* [SHORT PROBLEM 1]: Count the lines in the entries below that contain the word "church", treating case as significant, and give only that number.

* [EXTRACT]:
** BEGIN **

Re: OT Econ 101: was RIAA sues student for $675,000



On Sun, 27 May 2012 11:55:34 -0500, Frank Stearns
<franks.pacifier.com@xxxxxxxxxxxx> wrote:

Let's try this one more time. (I have removed parts of the thread and
done some re-sequencing for brevity and clarity.)

Mxsmanic <mxsmanic@xxxxxxxxx> writes:

A carpenter who builds houses before he finds buyers takes the
same risk, and this is not uncommon.

There are carpenters and general contractors; the latter generally
hires the former to do a specific portion of house building. But
fine, we can call them "carpenters."

A carpenter doing a spec house is indeed putting money at risk. But
he's not going to get too wild or unique in that design, because many
potential buyers aren't going to like that.

This means he or she is likely working from fairly run-of-the mill
plans that ANY competent builder could do. And remember, we have
thousands of builders, all capable of putting together a marketable
spec house.

Nothing terribly unique about it.

A carpenter doing a one-off, custom, unique house has very little at
risk. Progress payments are being made, either directly from the
customer or from the bank holding the construction loan. Plus, he or
she has a lien on the property until final payment is made.

An artist, unless he has a patron (rare these days), is in no similar
position. And let's say that artist's vision is truly something
individualistic, and is not dictated by some underlying well-defined
function, such as creating shelter.

The artist's work can be pure artistic expression -- and the artist
is out there, all alone, until (or even if) others find value in the
creation. Nothing at all like modern building, as outlined above.


Houses can easily be unique and one of a kind. In fact, that's
the norm, not the exception.

Guffaw! You haven't been in many subdivisions, have you?


You purchase a copy of the carpenter's creative efforts.

You're confusing what a carpenter does and what an architect does.

The carpenter better bloody well *not* be getting creative with a set
of approved plans. He'll likely have the customer's wrath, the wrath
of the structural engineer, and likely the wrath of whichever
government body issued building permits. The carpenter better stick
to the plans, done up long before the carpenter came onto the scene.
Otherwise, ANOTHER carpenter will be found.

Again, nothing unique about our carpenter.

But why is the architect special, and not the carpenter?

** END **

* [RECORDS SUPPLIED]:
** BEGIN **

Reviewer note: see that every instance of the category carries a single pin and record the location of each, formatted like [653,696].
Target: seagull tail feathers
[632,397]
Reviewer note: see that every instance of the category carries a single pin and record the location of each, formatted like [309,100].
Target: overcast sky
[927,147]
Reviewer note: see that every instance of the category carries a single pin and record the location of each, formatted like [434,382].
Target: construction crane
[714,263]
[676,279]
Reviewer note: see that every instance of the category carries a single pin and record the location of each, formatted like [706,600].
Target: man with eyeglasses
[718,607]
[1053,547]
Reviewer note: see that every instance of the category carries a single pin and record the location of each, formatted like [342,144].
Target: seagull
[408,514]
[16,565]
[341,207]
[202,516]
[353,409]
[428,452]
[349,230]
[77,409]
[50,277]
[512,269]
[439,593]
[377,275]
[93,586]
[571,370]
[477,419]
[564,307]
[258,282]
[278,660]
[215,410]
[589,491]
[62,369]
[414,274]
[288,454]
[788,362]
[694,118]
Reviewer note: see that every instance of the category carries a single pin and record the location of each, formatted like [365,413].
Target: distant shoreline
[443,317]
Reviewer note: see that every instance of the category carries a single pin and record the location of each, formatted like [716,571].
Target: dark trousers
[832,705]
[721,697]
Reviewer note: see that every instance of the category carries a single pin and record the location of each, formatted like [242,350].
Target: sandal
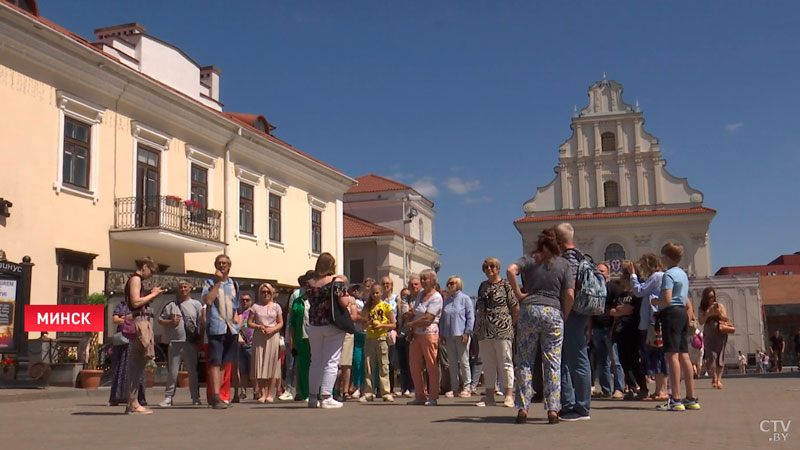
[140,410]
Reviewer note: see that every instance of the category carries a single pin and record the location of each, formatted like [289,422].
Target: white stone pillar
[640,182]
[598,148]
[657,173]
[598,177]
[624,189]
[583,203]
[566,193]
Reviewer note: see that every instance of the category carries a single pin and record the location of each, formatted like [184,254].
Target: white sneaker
[331,403]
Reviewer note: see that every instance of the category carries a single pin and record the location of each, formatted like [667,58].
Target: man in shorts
[221,296]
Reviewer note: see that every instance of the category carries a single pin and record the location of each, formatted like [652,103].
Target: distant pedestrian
[777,345]
[326,340]
[496,313]
[379,319]
[221,296]
[182,318]
[141,344]
[675,329]
[711,314]
[455,329]
[742,363]
[546,297]
[423,325]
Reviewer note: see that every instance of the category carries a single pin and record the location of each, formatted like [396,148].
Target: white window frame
[315,204]
[279,189]
[203,159]
[153,140]
[91,114]
[253,178]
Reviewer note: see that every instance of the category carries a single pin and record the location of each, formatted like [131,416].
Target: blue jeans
[607,359]
[576,373]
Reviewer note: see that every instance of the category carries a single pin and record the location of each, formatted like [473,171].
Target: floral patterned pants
[539,324]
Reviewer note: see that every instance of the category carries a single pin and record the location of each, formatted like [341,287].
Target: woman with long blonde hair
[266,318]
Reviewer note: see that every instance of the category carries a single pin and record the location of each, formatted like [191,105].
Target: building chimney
[209,77]
[123,31]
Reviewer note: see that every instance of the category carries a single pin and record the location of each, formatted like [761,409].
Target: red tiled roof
[249,119]
[376,183]
[98,48]
[355,228]
[660,212]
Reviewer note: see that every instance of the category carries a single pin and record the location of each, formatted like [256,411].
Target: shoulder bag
[725,327]
[340,316]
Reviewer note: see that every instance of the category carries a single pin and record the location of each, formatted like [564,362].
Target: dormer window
[611,193]
[608,142]
[261,125]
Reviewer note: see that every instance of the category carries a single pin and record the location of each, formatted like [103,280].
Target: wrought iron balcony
[170,216]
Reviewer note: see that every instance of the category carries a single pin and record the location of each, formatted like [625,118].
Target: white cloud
[462,187]
[426,187]
[733,127]
[476,200]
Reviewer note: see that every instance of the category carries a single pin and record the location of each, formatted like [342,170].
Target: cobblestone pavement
[731,419]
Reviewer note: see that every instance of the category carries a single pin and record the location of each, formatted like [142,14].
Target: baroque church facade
[611,184]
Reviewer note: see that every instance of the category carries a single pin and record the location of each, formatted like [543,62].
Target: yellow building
[119,148]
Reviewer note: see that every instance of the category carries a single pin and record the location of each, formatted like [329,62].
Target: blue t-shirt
[676,279]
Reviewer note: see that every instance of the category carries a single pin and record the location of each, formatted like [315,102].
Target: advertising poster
[8,298]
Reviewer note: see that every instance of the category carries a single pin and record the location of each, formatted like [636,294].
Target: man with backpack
[576,372]
[182,318]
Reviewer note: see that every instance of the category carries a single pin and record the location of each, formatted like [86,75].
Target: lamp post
[407,218]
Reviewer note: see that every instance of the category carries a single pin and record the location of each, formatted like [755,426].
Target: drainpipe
[227,202]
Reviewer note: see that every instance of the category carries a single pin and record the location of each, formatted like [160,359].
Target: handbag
[119,339]
[340,316]
[725,327]
[654,337]
[128,329]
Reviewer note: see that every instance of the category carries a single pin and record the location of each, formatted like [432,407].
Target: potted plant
[7,369]
[150,373]
[91,374]
[173,200]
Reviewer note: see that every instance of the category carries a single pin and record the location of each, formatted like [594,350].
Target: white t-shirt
[432,305]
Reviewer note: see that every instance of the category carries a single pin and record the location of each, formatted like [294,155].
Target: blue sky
[469,101]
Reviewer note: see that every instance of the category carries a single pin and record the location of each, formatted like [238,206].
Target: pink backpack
[697,341]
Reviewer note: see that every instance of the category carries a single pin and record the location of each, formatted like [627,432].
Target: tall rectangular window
[76,153]
[356,270]
[316,230]
[274,218]
[200,185]
[73,279]
[245,208]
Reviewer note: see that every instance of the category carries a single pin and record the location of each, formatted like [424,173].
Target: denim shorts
[222,348]
[675,329]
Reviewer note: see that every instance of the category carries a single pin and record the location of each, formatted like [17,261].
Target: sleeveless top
[143,310]
[319,299]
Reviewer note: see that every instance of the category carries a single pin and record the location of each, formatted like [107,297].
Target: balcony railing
[167,213]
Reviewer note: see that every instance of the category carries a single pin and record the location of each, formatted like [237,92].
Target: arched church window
[614,251]
[611,193]
[608,142]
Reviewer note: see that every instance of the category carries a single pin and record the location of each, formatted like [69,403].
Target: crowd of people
[523,338]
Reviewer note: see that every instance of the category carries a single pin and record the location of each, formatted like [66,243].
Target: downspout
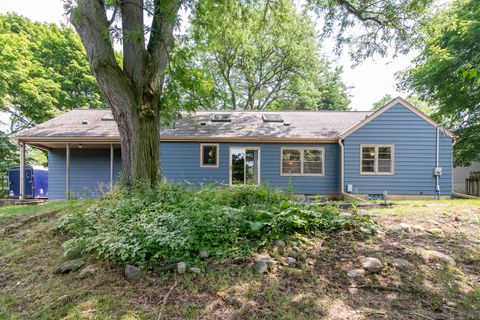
[342,156]
[437,164]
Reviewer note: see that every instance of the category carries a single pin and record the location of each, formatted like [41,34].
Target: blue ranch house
[396,150]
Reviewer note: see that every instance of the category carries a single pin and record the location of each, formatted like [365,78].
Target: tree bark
[133,92]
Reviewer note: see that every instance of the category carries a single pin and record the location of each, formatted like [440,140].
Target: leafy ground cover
[173,223]
[31,249]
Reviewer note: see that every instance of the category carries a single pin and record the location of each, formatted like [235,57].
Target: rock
[168,267]
[132,273]
[240,313]
[71,265]
[399,263]
[181,267]
[240,260]
[418,228]
[195,270]
[356,273]
[366,231]
[371,264]
[261,266]
[203,254]
[293,254]
[435,231]
[88,271]
[279,243]
[433,254]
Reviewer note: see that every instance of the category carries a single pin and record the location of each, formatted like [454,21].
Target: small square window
[209,155]
[376,159]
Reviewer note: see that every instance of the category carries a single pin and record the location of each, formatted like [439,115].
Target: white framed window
[209,154]
[296,161]
[376,159]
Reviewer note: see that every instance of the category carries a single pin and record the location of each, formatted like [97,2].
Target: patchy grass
[9,211]
[31,250]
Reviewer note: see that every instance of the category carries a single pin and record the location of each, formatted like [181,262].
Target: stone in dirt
[71,265]
[399,263]
[132,273]
[371,264]
[435,231]
[418,228]
[203,254]
[181,267]
[240,313]
[260,266]
[88,271]
[433,254]
[195,270]
[356,273]
[240,260]
[293,254]
[366,231]
[279,243]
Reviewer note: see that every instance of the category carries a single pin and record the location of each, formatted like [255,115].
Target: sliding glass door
[244,165]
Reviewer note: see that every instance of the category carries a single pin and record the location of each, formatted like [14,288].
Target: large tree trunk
[133,92]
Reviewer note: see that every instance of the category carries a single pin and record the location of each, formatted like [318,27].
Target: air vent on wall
[221,117]
[272,117]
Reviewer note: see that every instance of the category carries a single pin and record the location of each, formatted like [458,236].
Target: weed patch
[173,223]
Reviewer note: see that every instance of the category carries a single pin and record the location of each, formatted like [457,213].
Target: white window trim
[375,168]
[201,155]
[301,174]
[230,182]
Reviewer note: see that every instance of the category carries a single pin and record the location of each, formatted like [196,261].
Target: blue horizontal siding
[89,172]
[90,168]
[181,162]
[414,142]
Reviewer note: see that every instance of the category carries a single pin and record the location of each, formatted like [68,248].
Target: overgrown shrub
[173,222]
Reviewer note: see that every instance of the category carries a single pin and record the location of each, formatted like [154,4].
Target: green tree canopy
[447,73]
[252,56]
[43,71]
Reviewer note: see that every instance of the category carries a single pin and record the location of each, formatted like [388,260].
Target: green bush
[173,222]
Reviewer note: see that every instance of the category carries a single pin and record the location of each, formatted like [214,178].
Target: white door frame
[230,161]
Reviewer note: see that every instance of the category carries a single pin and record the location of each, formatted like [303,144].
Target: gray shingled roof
[302,125]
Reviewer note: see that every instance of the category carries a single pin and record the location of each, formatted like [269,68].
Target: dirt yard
[430,254]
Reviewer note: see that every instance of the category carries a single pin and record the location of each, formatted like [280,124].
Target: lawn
[30,251]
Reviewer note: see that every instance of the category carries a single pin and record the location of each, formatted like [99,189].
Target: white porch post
[111,165]
[22,171]
[67,171]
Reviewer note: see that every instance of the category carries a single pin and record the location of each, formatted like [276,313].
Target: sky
[370,81]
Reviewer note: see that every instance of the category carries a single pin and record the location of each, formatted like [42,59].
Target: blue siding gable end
[414,141]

** END **

* [SHORT PROBLEM 2]: According to the post, what does a carpenter building a one-off custom house hold on the property until final payment is made?

* [RESULT 1]: 2

* [RESULT 2]: A lien.